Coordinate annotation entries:
* * * * * * * * *

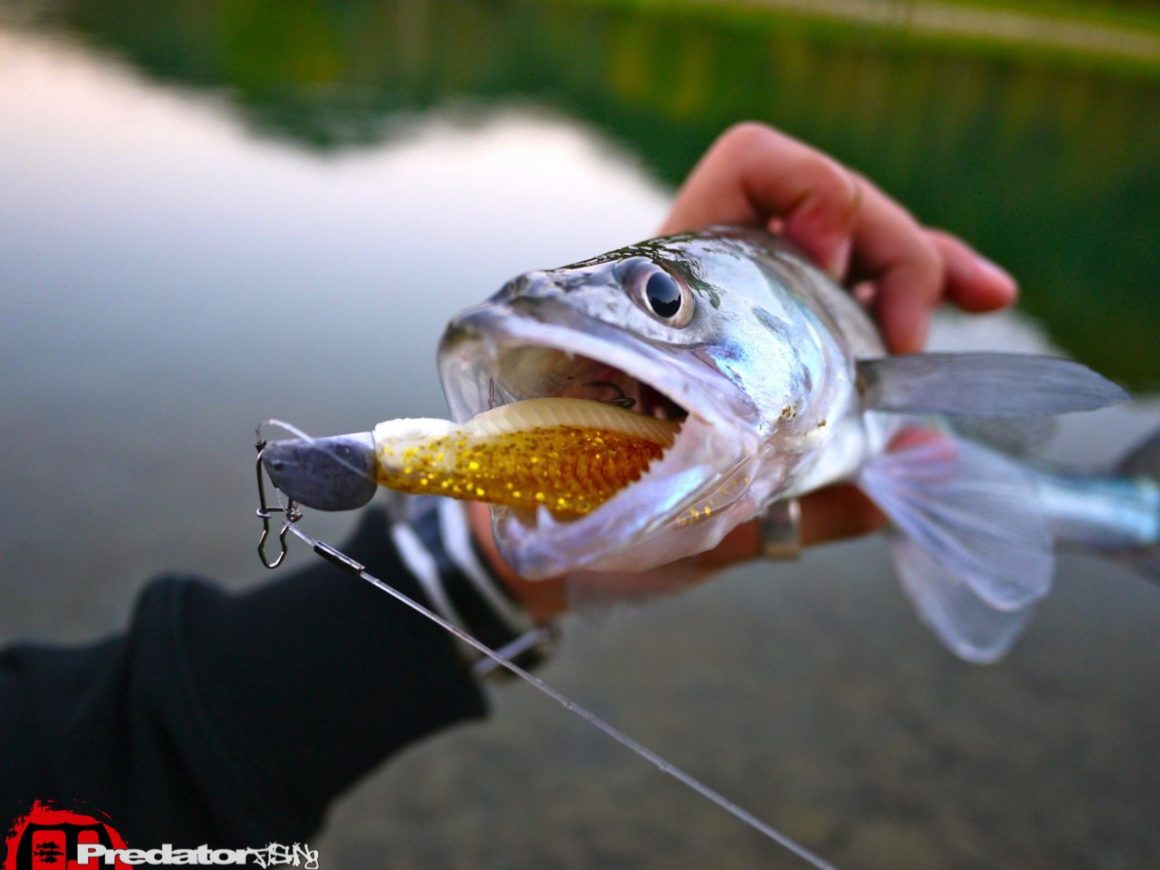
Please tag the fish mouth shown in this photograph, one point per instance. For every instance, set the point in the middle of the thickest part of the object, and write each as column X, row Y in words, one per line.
column 497, row 354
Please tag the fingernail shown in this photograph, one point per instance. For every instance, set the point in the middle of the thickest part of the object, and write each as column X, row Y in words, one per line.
column 994, row 273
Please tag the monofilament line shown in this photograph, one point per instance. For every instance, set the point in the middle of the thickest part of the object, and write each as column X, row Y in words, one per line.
column 338, row 558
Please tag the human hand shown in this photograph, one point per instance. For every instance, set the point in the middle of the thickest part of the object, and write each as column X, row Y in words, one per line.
column 756, row 175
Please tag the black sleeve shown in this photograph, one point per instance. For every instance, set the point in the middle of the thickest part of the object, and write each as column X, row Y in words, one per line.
column 232, row 719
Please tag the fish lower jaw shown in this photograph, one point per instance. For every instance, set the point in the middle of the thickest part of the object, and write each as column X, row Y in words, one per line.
column 652, row 521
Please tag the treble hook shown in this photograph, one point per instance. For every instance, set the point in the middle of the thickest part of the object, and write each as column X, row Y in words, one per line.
column 265, row 512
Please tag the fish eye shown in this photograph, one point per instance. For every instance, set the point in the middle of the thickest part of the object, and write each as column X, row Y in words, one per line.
column 664, row 296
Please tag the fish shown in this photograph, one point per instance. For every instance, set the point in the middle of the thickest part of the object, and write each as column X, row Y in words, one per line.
column 771, row 382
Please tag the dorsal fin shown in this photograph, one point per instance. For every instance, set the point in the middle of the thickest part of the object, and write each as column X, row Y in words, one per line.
column 983, row 384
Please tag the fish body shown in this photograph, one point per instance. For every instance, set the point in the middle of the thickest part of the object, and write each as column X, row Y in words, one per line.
column 780, row 384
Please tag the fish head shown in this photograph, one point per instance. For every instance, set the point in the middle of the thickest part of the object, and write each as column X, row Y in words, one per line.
column 686, row 327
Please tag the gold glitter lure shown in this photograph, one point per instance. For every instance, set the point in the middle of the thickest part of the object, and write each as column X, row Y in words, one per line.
column 568, row 455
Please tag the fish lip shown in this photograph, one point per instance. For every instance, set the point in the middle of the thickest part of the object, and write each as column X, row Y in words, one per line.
column 478, row 336
column 711, row 443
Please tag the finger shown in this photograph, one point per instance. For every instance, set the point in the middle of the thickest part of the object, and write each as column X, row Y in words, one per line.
column 973, row 282
column 834, row 513
column 754, row 174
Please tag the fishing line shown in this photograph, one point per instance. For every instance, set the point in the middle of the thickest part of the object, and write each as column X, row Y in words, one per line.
column 715, row 797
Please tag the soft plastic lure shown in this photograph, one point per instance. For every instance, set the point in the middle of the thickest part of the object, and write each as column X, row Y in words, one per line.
column 566, row 455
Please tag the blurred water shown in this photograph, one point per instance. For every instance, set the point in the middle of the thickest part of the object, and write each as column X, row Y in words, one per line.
column 168, row 278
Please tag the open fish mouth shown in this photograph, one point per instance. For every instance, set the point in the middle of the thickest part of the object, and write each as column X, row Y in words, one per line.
column 493, row 356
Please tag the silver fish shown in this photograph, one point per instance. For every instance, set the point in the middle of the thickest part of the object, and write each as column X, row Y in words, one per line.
column 782, row 385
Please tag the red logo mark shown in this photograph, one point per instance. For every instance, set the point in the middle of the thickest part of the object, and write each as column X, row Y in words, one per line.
column 46, row 839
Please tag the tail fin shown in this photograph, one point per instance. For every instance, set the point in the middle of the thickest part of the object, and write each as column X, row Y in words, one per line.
column 972, row 546
column 1144, row 461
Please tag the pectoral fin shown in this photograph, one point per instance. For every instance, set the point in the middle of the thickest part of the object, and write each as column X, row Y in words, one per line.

* * * * * * * * *

> TASK TO COMPLETE
Put all of the rows above into a numbered list, omitting any blank lines. Leave the pictures out.

> COMPLETE OUTPUT
1. Please tag the fish mouth shown in this photograph, one point per instance. For every instance, set the point in the middle of the thickest part of the object, and write each as column X, row Y in words, one per line.
2. column 497, row 354
3. Please tag the fingernail shown in this photograph, one point per instance. For every instance, set the point in the middle of the thickest part of the object, and write each as column X, row Y in words, one per line.
4. column 994, row 273
5. Please tag the monofilament line shown in this photograph, one point per instance. For every instance, set the point in the middle of the thickest part of the object, and write each as column X, row Y in words, one per line.
6. column 338, row 558
7. Please tag the human hand shown in this photograph, one point per instance. For every instance, set the point in the middle of the thickest part of the object, and write each as column X, row Y in words, one per line.
8. column 756, row 175
9. Please tag the black sleeve shown in this photograph, one point per instance. For every instance, set the point in the middle of the thickest part of the object, and write each as column X, row Y in words, one per line.
10. column 232, row 719
11. Please tag the fish lower jaw shown in this photograph, one point per instance. For every instance, set the point in the middle of the thickest part of the object, and write each as column X, row Y in words, one per line.
12. column 652, row 521
13. Please tag the treble hook shown in this photograph, one point per instance. For every instance, set the point in the middle of the thickest part of the object, and write each as column X, row Y in words, one per line.
14. column 265, row 512
15. Please tag the fish eye shown in this photograph, one point per instance. For every instance, set the point in the middle of the thickest part of the object, and write each as column X, row Y in words, one per line.
16. column 664, row 296
17. Please tag the fish shown in this photograph, one point per instance. For every instance, set the point in the middle of the thickest part of the object, and write each as column X, row Y in words, one per line.
18. column 771, row 382
19. Please tag the dorsal fin shown in this photograph, one point per instance. For every instance, set the point in the middle of the thickest part of the object, and write each as column X, row Y in words, one per line.
20. column 983, row 384
21. Please tag the fish body shown in this photograph, one point per instance. For every instance, set the point in the middle of the thickest part of the object, and write each as column X, row Y in words, one per line.
22. column 780, row 384
23. Please tag the fish head shown in this photograph, one point per instance. For every instance, set the point in the middle of the thickest part of the object, and write each as column X, row Y in words, one per line.
24. column 686, row 327
25. Please tag the gold glitter lure shown in this photograph, one point per instance. For every instance, set the point in the middle of the thickest part of the object, and write each as column X, row Y in words, one per line.
26. column 568, row 455
27. Please tag the fish lip shown in this photograph, one point per instance. For every instance, set the point in the middle of the thickest part of the object, and write each as column X, row Y in words, one per line.
28. column 478, row 336
29. column 711, row 443
30. Please tag the finger shown in this photograph, one point per instance. For every instance, set the point in the middle of the thickest part of the object, and write each as column X, row Y in words, one per line.
31. column 973, row 282
32. column 834, row 513
33. column 754, row 174
34. Please tag the fishing line shown in this photograph, one point per instance. For every instance, set the point in the middle of the thickest part of the object, and write each as column X, row Y in words, one per line.
35. column 715, row 797
36. Please tag the soft plastic lure shown in this photograph, one point per instance. For every instance, set the point in the middle of the thickest part of the object, and write each as column X, row Y in words, one per line.
37. column 566, row 455
38. Please tag the blurred water shown in this photograph, one point per instance. For every instance, set the point in the middle of the thickest part of the object, and write each as column X, row Y in words, one per line.
39. column 168, row 278
40. Please tag the open fish mouth shown in this photograph, one point per instance. For every instance, set the point in the middle of the thickest part of the object, and write each as column X, row Y in words, one per line.
41. column 493, row 356
42. Please tag the silver fish shown in this photograph, one point per instance. For every instance, set the point in the middle of the thickest part of the object, and write each as column X, row Y in words, one per line.
43. column 782, row 385
44. Please tag the red logo mark shown in this photograph, one point per instance. For every instance, set the point in the middle of the thickest part of the object, and write each as column X, row Y in words, one per line.
45. column 46, row 839
46. Please tag the tail fin shown in this photograph, one point per instance. For every instance, set the point in the middle of the thickest part of the object, and write each as column X, row Y in words, one per line.
47. column 972, row 546
48. column 1144, row 461
49. Please tag the pectoral fin shown in this photograph, one point per instance. For every instance, set the point in the middle of the thickest part of the object, and write each as column X, row Y in words, one per line.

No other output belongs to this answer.